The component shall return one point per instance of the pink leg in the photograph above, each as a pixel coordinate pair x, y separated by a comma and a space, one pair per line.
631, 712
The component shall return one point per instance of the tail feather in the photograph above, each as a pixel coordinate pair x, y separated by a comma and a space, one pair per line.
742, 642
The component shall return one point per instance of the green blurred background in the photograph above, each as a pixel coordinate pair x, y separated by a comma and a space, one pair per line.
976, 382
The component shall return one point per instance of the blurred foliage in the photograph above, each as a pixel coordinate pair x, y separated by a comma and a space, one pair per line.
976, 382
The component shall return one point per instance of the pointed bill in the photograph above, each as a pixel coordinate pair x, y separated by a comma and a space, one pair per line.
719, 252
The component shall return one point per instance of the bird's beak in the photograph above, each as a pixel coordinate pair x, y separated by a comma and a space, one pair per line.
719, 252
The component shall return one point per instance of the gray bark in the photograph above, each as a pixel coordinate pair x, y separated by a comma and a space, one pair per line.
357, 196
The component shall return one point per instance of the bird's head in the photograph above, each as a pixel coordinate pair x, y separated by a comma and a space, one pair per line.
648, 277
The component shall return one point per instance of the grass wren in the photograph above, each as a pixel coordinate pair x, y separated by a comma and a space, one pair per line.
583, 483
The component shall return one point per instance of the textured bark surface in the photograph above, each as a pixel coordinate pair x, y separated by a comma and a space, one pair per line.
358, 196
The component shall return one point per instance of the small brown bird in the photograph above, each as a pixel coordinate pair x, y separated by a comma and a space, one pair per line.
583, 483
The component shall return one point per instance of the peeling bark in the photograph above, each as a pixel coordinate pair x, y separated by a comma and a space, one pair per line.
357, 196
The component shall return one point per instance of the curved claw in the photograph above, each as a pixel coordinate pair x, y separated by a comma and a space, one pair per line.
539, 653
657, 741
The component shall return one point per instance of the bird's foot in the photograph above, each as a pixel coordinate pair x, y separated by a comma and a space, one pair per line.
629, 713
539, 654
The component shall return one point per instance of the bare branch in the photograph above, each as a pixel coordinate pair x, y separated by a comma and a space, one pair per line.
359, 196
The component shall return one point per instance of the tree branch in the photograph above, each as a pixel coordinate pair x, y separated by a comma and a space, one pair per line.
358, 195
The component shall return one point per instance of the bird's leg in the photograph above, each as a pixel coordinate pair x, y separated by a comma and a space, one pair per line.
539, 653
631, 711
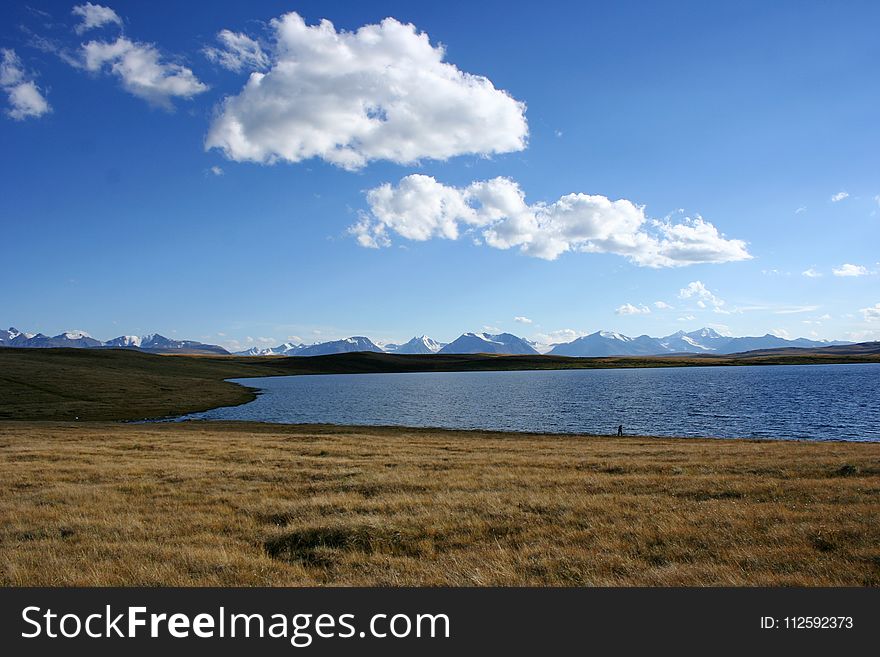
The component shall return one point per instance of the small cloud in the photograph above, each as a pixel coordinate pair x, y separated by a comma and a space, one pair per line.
850, 270
871, 314
555, 337
25, 98
794, 310
629, 309
94, 16
704, 297
238, 52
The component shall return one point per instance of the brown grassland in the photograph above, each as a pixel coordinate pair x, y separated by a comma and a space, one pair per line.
251, 504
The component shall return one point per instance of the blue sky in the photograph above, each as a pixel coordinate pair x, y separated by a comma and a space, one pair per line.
657, 154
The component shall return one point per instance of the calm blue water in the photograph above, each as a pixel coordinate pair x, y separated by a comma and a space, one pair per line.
817, 402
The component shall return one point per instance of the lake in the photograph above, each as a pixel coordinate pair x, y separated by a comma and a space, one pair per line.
815, 402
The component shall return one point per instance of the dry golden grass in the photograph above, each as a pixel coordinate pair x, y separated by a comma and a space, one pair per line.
241, 504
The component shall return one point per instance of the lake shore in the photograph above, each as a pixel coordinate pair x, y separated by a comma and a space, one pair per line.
119, 384
240, 504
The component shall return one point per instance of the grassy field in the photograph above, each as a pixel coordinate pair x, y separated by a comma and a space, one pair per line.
91, 502
114, 384
240, 504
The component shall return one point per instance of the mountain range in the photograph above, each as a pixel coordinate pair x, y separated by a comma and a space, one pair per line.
152, 343
600, 343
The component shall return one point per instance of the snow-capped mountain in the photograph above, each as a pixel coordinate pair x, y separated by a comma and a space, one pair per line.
486, 343
154, 342
702, 341
697, 342
160, 344
356, 343
609, 343
76, 339
600, 343
124, 341
420, 345
285, 349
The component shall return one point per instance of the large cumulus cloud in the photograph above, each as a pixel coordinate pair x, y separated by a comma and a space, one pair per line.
382, 92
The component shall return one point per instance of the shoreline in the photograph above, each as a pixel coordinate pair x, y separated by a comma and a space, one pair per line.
255, 504
64, 384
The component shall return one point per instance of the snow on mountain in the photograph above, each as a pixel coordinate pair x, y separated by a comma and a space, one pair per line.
124, 341
356, 343
486, 343
285, 349
420, 345
607, 343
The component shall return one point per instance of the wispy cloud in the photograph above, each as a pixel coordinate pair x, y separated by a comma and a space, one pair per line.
629, 309
703, 296
94, 16
421, 208
26, 101
872, 313
850, 270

- **WHAT YOU ARE ASKED TO DO**
With the images excluded, all entries are to be given again exactly.

- **PROBLEM SOLUTION**
The component shall return one point per instance of the pink leg in the photograph above, each as a pixel coordinate pair x, y separated by a comma and a space, one pair per line.
631, 712
The component shall return one point per instance of the tail feather in the photograph above, each as a pixel coordinate pair x, y separated by a comma and a space, one pair per line.
742, 642
The component shall return one point per instance of the green blurred background in the photograph above, each as a pixel coordinate pair x, y separated by a comma and a space, one pair per line.
976, 382
The component shall return one point per instance of the blurred foliage in the photograph above, each as a pixel coordinate pair x, y separated by a comma and a space, one pair per line.
976, 382
The component shall return one point per instance of the pointed bill in the photograph above, each as a pixel coordinate pair x, y separated by a comma and a space, one pair per line.
719, 252
The component shall return one point per instance of the bird's beak in the photograph above, each as a pixel coordinate pair x, y separated by a comma and a space, one pair per line.
719, 252
The component shall return one point per instance of the gray bark in the photograph above, each as a pixel coordinate pair x, y separated by a comma and a space, one pair per line.
357, 196
The component shall return one point per instance of the bird's head in the photograph above, each as a pixel coordinate pair x, y separated by a comma and a space, one pair per line.
648, 277
The component shall return one point per instance of the grass wren in the photograph above, each as a pixel coordinate pair x, y separated by a comma and a space, one pair per line.
583, 483
The component shall return one point per instance of the textured bark surface in the photograph above, each as a pixel coordinate pair x, y separated by a comma and a space, one pair per line.
358, 196
The component shall return one point per instance of the small brown bird in the photograph above, each as a pixel coordinate pair x, y separated by a comma and a space, one pair per line.
583, 483
The component shall return one point per instance of the peeling bark in the photograph above, each as a pixel coordinate pair x, y separated by a comma and a space, one pair per line.
357, 196
The component shall return one point per instance of the curved claw in the photograph above, each as a pixel coordinate pair x, y separated by a comma and a space, one pair per line.
539, 653
657, 741
The component shall return one point per instance of the bird's foot in the photograph above, each as a pixel coordinate pair x, y separated by a comma and a space, one pair per line.
629, 713
539, 654
The component shall return one point per instance of the bare branch in the photograph above, each as a pixel coordinate pair x, y separated by a comma and a space, one pair per line.
359, 196
The component shall return one point per instance of the tree branch in the photograph above, each as a pixel coordinate pair x, y separated by a comma and a space, one pair per line.
358, 195
The component shall return one point per instance of the bird's leg in the photograph above, each as a pixel coordinate pair x, y separated by a comma and a space, one pair per line.
539, 653
631, 711
The component shall return one point per instance of the small cloud in the photograph above, each as a pixel coordinate pair x, y separated by a comma and a space, one pair per line.
850, 270
871, 314
555, 337
25, 98
794, 310
629, 309
94, 16
704, 297
238, 52
The component shall return one point per instance of the brown grassland in the photograph above, each as a pixel coordinate pair x, y separated by a comma and a space, one pair per line.
251, 504
The component shall return one point per instance of the blue sky in the photograph above, each as a pixel coordinate pair x, y separated by a comma and a space, one pair per line.
657, 154
The component shall return one point per instance of the calm blue water in the photograph above, each as a pixel coordinate pair x, y separated by a comma and a space, one pair per line.
817, 402
The component shall return one point per instance of the lake in the photograph above, each as a pixel coordinate pair x, y separated by a comma and a space, one pair per line.
815, 402
The component shall return one point per instance of the dry golden grass in the photograph above, each as a pixel coordinate pair x, y separated by a comma and a space, one pair per line.
241, 504
The component shall return one point per instance of the lake shore in the photograph above, each as a pixel coordinate pair x, y separated by a comma and a space, one pair per line.
119, 384
240, 504
The component shall return one point per instance of the grassy field in the photograph above, each as a pixel coordinate pair x, y separated by a comma and a space, one pair per line.
91, 502
114, 384
240, 504
The component shall return one point per instance of the mountain range in the photograph above, each as a pixel coordinate pair x, y separated by a comma and a space, one pair per line.
152, 343
600, 343
The component shall return one point per instance of the snow-capped mountain in the photograph above, each as a pixel coordinate pair x, y separated by a comma and a space, one pair per line.
486, 343
154, 342
702, 341
697, 342
160, 344
356, 343
609, 343
76, 339
600, 343
124, 341
420, 345
285, 349
The component shall return one point per instance of the large cumulus cloud in the photograph above, each as a pixel coordinate pair x, y separated by a comma and a space, one pair per line.
382, 92
The component shall return one point per instance of the shoreline in the photograph above, each as a pixel coordinate pair x, y separated by a comma and a space, one pair per line.
255, 504
64, 384
The component shall return one point per instance of the snow on mountain in the photograph above, each as a pixel coordinate pair x, y separated by a comma and a space, one pair per line.
124, 341
356, 343
486, 343
285, 349
420, 345
607, 343
The component shall return one point per instance of the wispy cloud in the photograph above, each as a pixel coordinate pair x, y separated by a comma and a space, one pair per line.
629, 309
703, 296
94, 16
421, 208
26, 101
872, 313
850, 270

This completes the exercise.